======== Texte fourni ========
Apple a finalement donné sa réponse au tribunal qui exige de l’entreprise, via une demande du FBI, le développement d’une solution capable de déverrouiller un iPhone dans le cadre d’une enquête. Elle y attaque les méthodes employées par l’agence fédérale et l’utilisation faite de certaines lois.

Rappel des faits. Depuis la fusillade de San Bernardino en Californie, le FBI est en possession d’un iPhone 5c ayant appartenu au terroriste Syed Rizwan Farook. Les enquêteurs ne peuvent accéder au contenu chiffré du smartphone, protégé par un code PIN. Le FBI souhaite qu’Apple produise une solution logicielle qui permettrait l’extraction de ces données.

L’agence n’obtenant pas cette aide, elle a décidé de passer par un tribunal. Ce dernier a exigé l'aide d'Apple pour faciliter la tâche du FBI. L’entreprise n’est pas d’accord : via une lettre ouverte signée par Tim Cook, elle dénonce l’utilisation faite de la loi All Writs Act, qui permet notamment de requérir l’aide d’une personne physique ou morale au cours d’une enquête. Selon la firme, la loi n’a jamais été prévue pour un tel cas, et accéder à cette requête établirait un dangereux précédent.

La contre-attaque d'Apple

Apple a averti le tribunal qu’il y aurait objection à cette demande. L’entreprise avait jusqu’à aujourd’hui pour émettre sa réponse. Elle est finalement venue cette nuit sous la forme d’un document de 65 pages, dans lequel la société aborde les points qui ont provoqué son refus et ses réactions. Car, depuis, elle ne cesse de communiquer, notamment via une FAQ expliquant au public les raisons de son combat.

Premier sujet de discorde, le caractère « unique » de la demande du FBI : « Cette affaire ne concerne pas qu’un iPhone isolé. Elle met plutôt en lumière le Département de la Justice et le FBI qui cherchent à travers les tribunaux à obtenir un dangereux pouvoir, que le Congrès et le peuple américain leur ont refusé : la capacité de forcer les entreprises telles qu’Apple à dégrader la sécurité élémentaire et la vie privée de centaines de millions de personnes dans le monde ».
========
● Consigne:
Combien de pages compte le document par lequel Apple a répondu au tribunal, selon le texte fourni ? Appuyez-vous uniquement sur le texte fourni.
======== Données fournies ========
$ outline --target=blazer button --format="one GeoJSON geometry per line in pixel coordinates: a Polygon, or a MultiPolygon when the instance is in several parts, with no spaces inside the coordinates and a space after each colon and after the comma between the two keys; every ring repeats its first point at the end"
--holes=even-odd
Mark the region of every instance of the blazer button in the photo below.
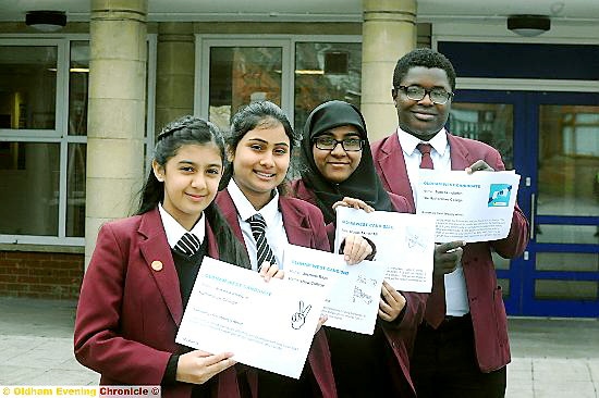
{"type": "Polygon", "coordinates": [[[151,269],[154,271],[162,271],[162,261],[158,261],[158,260],[152,261],[151,262],[151,269]]]}

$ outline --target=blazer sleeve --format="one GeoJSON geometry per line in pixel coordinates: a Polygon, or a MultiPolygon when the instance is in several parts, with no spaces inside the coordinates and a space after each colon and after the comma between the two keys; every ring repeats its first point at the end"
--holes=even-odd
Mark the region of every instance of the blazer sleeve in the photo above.
{"type": "MultiPolygon", "coordinates": [[[[505,170],[505,165],[501,160],[501,154],[493,149],[492,159],[488,160],[489,165],[497,171],[505,170]]],[[[513,259],[521,256],[530,236],[528,220],[524,215],[523,211],[516,204],[514,207],[514,213],[512,214],[512,225],[508,236],[500,240],[491,241],[490,245],[497,251],[497,253],[505,259],[513,259]]]]}
{"type": "Polygon", "coordinates": [[[171,352],[127,339],[120,332],[130,261],[126,240],[115,236],[111,224],[99,232],[77,304],[75,358],[102,380],[159,385],[171,352]]]}

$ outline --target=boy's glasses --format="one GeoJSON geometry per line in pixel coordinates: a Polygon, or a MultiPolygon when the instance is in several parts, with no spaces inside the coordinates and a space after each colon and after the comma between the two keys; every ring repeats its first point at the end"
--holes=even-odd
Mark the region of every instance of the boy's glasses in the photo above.
{"type": "Polygon", "coordinates": [[[341,144],[343,150],[347,152],[360,151],[364,146],[364,140],[359,138],[345,138],[338,141],[331,137],[316,137],[313,142],[316,145],[316,148],[325,151],[332,151],[337,148],[338,144],[341,144]]]}
{"type": "Polygon", "coordinates": [[[428,94],[428,98],[430,98],[432,103],[440,105],[444,104],[453,97],[453,92],[439,87],[431,88],[430,90],[420,86],[398,86],[396,88],[404,91],[407,98],[413,101],[421,101],[428,94]]]}

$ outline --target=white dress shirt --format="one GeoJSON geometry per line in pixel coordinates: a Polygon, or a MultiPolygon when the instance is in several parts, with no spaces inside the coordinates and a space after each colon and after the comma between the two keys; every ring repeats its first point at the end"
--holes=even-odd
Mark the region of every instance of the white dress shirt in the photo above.
{"type": "Polygon", "coordinates": [[[249,256],[249,261],[252,263],[252,270],[258,270],[258,259],[257,259],[257,248],[256,240],[252,234],[252,227],[246,221],[256,213],[260,213],[266,221],[266,240],[272,249],[272,253],[277,259],[277,265],[279,269],[283,269],[283,250],[285,249],[288,241],[288,234],[283,226],[283,214],[279,211],[279,192],[274,189],[274,195],[272,199],[260,210],[254,209],[254,206],[247,200],[245,195],[242,192],[237,184],[233,178],[229,182],[227,186],[231,199],[237,209],[237,221],[242,228],[243,240],[247,249],[247,254],[249,256]]]}
{"type": "Polygon", "coordinates": [[[183,227],[183,225],[179,224],[179,222],[164,210],[162,203],[158,203],[158,212],[160,213],[160,219],[162,219],[162,226],[164,227],[167,240],[169,241],[169,246],[171,247],[171,249],[174,248],[179,239],[181,239],[181,237],[187,232],[194,234],[199,239],[199,241],[204,241],[204,236],[206,235],[204,212],[199,216],[199,220],[197,221],[196,225],[194,225],[192,231],[187,231],[183,227]]]}
{"type": "MultiPolygon", "coordinates": [[[[442,128],[428,142],[421,141],[413,135],[398,127],[398,139],[402,146],[405,167],[412,192],[414,196],[414,204],[418,202],[417,189],[418,175],[420,170],[420,159],[423,154],[416,146],[420,142],[430,144],[430,158],[435,170],[451,171],[451,152],[445,129],[442,128]]],[[[464,269],[462,263],[450,274],[444,276],[445,283],[445,306],[447,314],[452,316],[462,316],[470,311],[468,306],[468,293],[466,290],[466,278],[464,277],[464,269]]]]}

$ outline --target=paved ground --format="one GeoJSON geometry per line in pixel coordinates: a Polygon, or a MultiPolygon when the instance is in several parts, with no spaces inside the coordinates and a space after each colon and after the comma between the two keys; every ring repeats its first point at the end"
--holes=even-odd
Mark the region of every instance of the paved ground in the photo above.
{"type": "MultiPolygon", "coordinates": [[[[0,298],[0,386],[98,383],[73,357],[75,304],[0,298]]],[[[509,398],[599,398],[599,320],[510,319],[510,338],[509,398]]]]}

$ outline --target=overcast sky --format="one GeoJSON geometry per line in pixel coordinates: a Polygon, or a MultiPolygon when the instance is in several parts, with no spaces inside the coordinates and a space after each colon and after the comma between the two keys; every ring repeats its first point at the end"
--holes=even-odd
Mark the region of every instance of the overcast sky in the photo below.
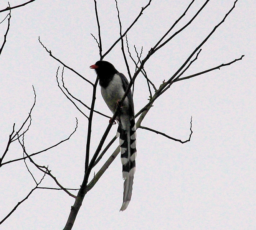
========
● Réponse attendue:
65 pages.